**Short problem:** Reproduce the entries below verbatim. Begin with their first line and end after the line containing "[719,401,744,442]", with that line included.
== The records
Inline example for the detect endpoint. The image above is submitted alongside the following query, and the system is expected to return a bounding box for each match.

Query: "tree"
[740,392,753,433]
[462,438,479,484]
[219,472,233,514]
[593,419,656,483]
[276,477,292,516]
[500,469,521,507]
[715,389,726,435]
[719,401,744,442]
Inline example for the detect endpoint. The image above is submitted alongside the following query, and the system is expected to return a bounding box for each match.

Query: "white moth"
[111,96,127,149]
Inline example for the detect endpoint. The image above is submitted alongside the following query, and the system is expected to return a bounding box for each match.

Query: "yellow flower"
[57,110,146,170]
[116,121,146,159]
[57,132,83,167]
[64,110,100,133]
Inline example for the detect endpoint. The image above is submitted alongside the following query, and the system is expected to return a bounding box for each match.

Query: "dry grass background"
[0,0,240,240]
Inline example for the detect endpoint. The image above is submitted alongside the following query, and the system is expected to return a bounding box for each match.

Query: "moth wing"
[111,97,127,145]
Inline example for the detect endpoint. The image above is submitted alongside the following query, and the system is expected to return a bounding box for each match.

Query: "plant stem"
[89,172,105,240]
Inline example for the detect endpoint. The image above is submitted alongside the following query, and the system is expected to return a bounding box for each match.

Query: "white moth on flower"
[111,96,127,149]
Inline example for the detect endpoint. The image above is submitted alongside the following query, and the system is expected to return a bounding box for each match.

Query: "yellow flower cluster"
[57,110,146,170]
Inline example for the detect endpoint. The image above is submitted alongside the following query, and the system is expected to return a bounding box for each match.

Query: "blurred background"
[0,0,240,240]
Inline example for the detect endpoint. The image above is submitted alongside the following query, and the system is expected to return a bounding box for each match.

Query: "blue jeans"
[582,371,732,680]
====
**Task result:**
Inline example for the detect endpoint. The image above is submitted alongside the following query, and the system is expected to return a bounding box for each match.

Query: "tree"
[740,392,753,433]
[462,438,479,484]
[219,472,233,514]
[593,419,656,483]
[276,477,292,516]
[500,469,521,507]
[715,389,726,435]
[719,401,744,442]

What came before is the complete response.